Rows from a pointing dataset
· · · · · · ·

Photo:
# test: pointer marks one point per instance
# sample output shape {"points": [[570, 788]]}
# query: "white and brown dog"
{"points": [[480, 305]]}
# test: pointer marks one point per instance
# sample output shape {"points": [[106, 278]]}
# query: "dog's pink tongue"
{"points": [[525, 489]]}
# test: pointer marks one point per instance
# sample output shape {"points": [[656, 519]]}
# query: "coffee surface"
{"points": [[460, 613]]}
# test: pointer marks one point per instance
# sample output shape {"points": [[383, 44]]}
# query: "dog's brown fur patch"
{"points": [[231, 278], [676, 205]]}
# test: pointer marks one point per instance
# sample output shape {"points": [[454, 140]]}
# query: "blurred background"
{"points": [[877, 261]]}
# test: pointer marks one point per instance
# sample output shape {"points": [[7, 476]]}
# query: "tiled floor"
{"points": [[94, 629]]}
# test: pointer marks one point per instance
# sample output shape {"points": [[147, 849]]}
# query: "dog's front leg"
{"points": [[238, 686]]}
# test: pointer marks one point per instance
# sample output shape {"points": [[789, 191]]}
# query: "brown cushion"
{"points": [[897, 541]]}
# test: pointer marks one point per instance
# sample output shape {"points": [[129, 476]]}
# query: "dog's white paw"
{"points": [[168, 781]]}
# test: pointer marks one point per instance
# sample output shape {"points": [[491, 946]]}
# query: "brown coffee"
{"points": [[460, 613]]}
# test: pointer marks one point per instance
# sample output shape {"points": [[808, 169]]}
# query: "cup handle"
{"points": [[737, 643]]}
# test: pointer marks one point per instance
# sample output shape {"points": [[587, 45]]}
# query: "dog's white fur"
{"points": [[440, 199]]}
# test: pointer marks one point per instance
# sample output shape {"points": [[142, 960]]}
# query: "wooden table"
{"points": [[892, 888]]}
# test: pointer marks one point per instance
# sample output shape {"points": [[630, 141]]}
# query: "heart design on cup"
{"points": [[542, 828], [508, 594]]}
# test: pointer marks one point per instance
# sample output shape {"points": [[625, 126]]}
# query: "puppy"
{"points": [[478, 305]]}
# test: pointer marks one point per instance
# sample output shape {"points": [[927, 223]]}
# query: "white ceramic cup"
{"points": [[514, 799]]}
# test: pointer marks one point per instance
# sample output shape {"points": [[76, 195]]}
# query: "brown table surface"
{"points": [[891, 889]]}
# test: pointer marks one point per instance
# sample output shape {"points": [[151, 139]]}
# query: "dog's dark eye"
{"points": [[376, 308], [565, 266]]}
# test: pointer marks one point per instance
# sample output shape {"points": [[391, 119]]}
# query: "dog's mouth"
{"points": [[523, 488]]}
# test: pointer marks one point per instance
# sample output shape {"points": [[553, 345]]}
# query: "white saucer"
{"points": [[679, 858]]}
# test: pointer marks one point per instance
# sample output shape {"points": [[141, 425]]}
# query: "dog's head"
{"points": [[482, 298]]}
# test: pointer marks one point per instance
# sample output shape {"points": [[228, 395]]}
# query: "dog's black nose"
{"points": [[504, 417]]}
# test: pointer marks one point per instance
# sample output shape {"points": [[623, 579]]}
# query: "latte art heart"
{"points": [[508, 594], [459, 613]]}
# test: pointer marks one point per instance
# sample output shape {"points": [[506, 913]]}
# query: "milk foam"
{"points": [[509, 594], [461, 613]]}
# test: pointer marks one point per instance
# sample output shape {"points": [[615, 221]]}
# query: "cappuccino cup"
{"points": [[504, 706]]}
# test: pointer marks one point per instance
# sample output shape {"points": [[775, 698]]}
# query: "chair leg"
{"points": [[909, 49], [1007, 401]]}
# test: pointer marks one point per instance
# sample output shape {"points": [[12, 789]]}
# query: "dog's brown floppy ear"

· · · · · · ·

Description of the task: Please set down the whole listing above without altering a single line.

Result of this exercise:
Photo:
# test: pointer marks one point per instance
# sample output shape {"points": [[570, 788]]}
# query: "white and brown dog"
{"points": [[480, 305]]}
# test: pointer marks one point per instance
# sample output shape {"points": [[106, 278]]}
# query: "dog's pink tongue"
{"points": [[525, 489]]}
# test: pointer marks one point per instance
# sample output shape {"points": [[656, 519]]}
# query: "coffee surface"
{"points": [[460, 613]]}
# test: pointer marks one point per instance
# sample output shape {"points": [[383, 44]]}
# query: "dog's brown fur patch"
{"points": [[231, 278], [676, 205]]}
# test: pointer marks one point per instance
# sample output shape {"points": [[454, 140]]}
# query: "blurred background"
{"points": [[877, 261]]}
# test: pointer marks one point per instance
# sample output shape {"points": [[7, 476]]}
# query: "tiled floor"
{"points": [[94, 629]]}
# test: pointer marks one point per instance
# sample output shape {"points": [[147, 849]]}
# query: "dog's front leg"
{"points": [[238, 686]]}
# test: pointer marks one point per instance
# sample output shape {"points": [[789, 191]]}
# query: "brown cushion"
{"points": [[897, 541]]}
# test: pointer marks one point per instance
# sample output shape {"points": [[129, 476]]}
# query: "dog's white paw"
{"points": [[168, 781]]}
# test: pointer marks one point per instance
# sample output shape {"points": [[491, 946]]}
# query: "brown coffee"
{"points": [[460, 613]]}
# test: pointer marks one point per instance
# sample output shape {"points": [[808, 169]]}
# query: "cup handle"
{"points": [[737, 643]]}
# test: pointer marks one point per instance
# sample output shape {"points": [[587, 45]]}
# query: "dog's white fur"
{"points": [[440, 199]]}
# test: pointer marks one point per instance
# sample output shape {"points": [[142, 960]]}
# query: "wooden table"
{"points": [[892, 888]]}
# test: pointer marks one point per instance
# sample output shape {"points": [[630, 141]]}
# query: "heart design on cup"
{"points": [[542, 828], [508, 594]]}
# test: pointer marks one point per instance
# sample output shape {"points": [[625, 126]]}
# query: "puppy"
{"points": [[478, 305]]}
# test: pointer marks one point per instance
# sample output shape {"points": [[927, 223]]}
# query: "white ceramic cup"
{"points": [[514, 799]]}
# test: pointer marks one point per instance
# sample output shape {"points": [[76, 195]]}
# query: "brown table surface"
{"points": [[891, 889]]}
# test: pointer marks one point per instance
# sample output shape {"points": [[151, 139]]}
# query: "dog's dark eye"
{"points": [[376, 308], [565, 266]]}
# test: pointer marks one point per instance
# sample output shape {"points": [[391, 119]]}
# query: "dog's mouth"
{"points": [[523, 488]]}
# test: pointer marks one point per instance
# sample output shape {"points": [[553, 345]]}
# query: "white saucer"
{"points": [[679, 858]]}
# test: pointer marks one point per instance
# sample output shape {"points": [[141, 425]]}
# query: "dog's head"
{"points": [[482, 298]]}
# test: pointer marks one point per instance
# sample output shape {"points": [[228, 395]]}
# query: "dog's black nose"
{"points": [[504, 417]]}
# test: pointer marks one point per instance
# sample output shape {"points": [[623, 579]]}
# query: "latte art heart"
{"points": [[508, 594], [459, 613]]}
# test: pointer marks one point per instance
# sample output shape {"points": [[506, 913]]}
# query: "milk foam"
{"points": [[509, 594], [461, 613]]}
# test: pointer marks one point per instance
# sample output shape {"points": [[615, 221]]}
# query: "cappuccino cup"
{"points": [[504, 706]]}
# test: pointer marks one point per instance
# sample output shape {"points": [[775, 698]]}
# query: "chair leg"
{"points": [[909, 49], [1007, 401]]}
# test: pointer marks one point per instance
# sample output shape {"points": [[12, 789]]}
# query: "dog's brown floppy ear"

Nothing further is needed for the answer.